__Record list__:

- - - -

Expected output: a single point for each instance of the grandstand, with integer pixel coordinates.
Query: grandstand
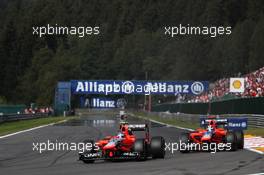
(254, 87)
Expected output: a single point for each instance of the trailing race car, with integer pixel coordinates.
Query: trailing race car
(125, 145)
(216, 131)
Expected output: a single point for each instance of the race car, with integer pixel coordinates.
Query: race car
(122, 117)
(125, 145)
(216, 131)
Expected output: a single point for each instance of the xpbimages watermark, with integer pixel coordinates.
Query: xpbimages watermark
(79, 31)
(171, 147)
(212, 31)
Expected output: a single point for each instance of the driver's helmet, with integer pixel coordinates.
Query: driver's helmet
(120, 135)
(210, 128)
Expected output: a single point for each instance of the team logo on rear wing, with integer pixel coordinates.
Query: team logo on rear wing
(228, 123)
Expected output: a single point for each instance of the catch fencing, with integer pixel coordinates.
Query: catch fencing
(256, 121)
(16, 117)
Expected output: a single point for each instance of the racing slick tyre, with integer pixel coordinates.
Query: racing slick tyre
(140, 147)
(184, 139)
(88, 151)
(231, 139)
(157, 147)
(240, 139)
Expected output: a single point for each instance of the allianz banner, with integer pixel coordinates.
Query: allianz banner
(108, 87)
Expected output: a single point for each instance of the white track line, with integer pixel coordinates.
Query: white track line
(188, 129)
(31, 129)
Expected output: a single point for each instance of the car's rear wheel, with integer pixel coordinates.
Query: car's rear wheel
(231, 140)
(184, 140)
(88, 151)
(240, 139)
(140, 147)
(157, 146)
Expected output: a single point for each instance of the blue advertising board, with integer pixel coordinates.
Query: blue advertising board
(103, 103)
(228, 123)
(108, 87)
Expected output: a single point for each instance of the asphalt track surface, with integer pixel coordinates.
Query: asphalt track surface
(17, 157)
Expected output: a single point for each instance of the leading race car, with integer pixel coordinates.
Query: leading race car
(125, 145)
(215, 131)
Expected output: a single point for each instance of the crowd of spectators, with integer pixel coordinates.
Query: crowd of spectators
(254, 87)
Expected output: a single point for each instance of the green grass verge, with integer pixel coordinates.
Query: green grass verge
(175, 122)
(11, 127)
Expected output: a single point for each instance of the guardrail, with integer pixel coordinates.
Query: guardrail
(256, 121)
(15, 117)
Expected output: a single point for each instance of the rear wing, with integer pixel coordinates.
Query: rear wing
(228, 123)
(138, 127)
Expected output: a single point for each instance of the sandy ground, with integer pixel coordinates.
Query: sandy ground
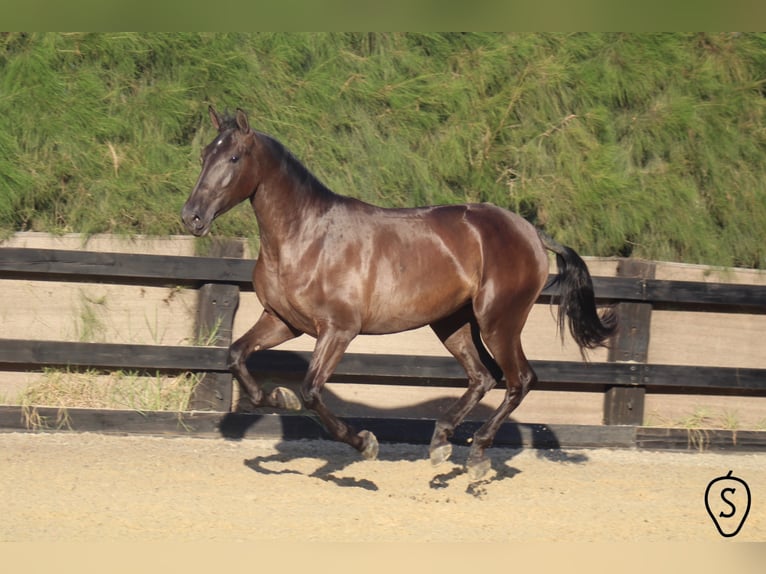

- - - -

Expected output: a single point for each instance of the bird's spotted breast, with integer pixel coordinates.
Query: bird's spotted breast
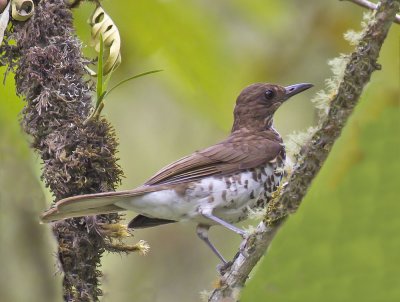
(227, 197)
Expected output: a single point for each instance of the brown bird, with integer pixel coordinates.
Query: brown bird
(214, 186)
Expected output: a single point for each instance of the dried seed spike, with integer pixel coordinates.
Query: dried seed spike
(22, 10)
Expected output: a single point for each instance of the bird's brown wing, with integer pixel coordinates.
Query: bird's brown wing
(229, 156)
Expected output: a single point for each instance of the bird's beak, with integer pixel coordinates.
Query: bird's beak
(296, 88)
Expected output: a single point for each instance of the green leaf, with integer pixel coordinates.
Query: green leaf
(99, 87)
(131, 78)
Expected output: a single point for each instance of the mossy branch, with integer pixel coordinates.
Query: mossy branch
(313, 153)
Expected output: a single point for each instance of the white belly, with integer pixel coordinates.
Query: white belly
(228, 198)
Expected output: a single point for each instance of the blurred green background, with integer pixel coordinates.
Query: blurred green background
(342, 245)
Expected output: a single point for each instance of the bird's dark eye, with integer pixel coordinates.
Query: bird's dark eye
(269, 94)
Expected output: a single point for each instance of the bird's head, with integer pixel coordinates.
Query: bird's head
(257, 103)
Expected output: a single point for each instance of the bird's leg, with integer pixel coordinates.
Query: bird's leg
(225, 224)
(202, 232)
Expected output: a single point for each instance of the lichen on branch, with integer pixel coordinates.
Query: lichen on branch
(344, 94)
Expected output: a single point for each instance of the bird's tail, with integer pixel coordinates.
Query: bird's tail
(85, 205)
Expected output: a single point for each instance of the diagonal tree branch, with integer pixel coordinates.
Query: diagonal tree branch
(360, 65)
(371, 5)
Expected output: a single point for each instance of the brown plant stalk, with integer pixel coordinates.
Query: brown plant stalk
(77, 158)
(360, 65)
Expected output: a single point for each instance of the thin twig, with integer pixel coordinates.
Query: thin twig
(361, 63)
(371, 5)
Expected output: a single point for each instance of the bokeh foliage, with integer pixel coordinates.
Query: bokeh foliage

- - - -

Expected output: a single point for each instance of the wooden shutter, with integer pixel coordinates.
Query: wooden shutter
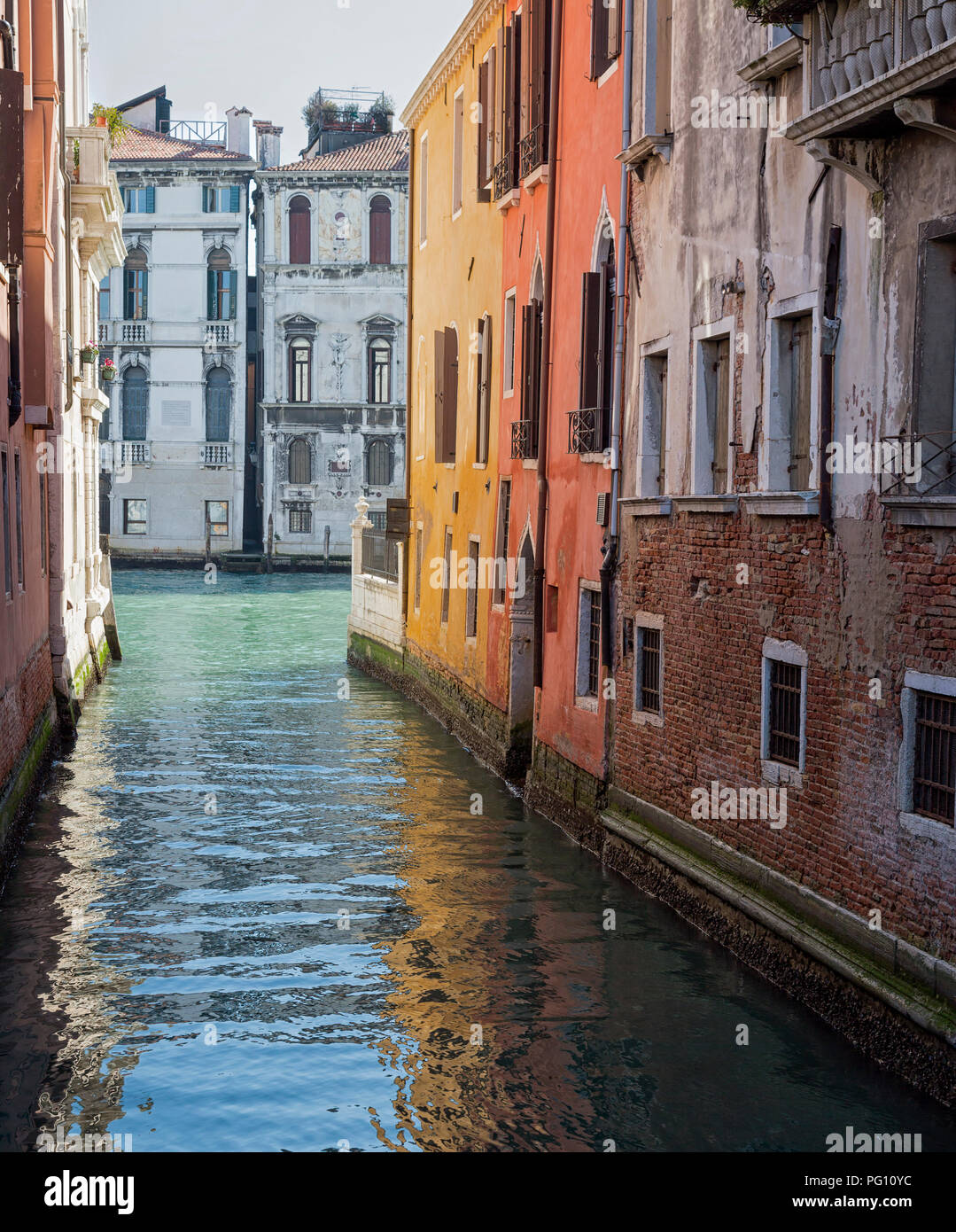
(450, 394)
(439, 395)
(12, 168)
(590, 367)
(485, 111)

- - - -

__Work to be completed__: Starting at the line that contains "Expected output: a single point for each instance of the thin" and stopping after the line that contains "Query: bokeh foliage", swap "thin twig" for "slender branch" and give those records again with nothing else changed.

__Finished answer__:
Expected output: a single point for each instance of the slender branch, with integer pixel coordinates.
Query: slender branch
(361, 63)
(371, 5)
Expected output: a single point for each instance of the bokeh foliage, with integer pixel coordinates.
Query: bokeh foliage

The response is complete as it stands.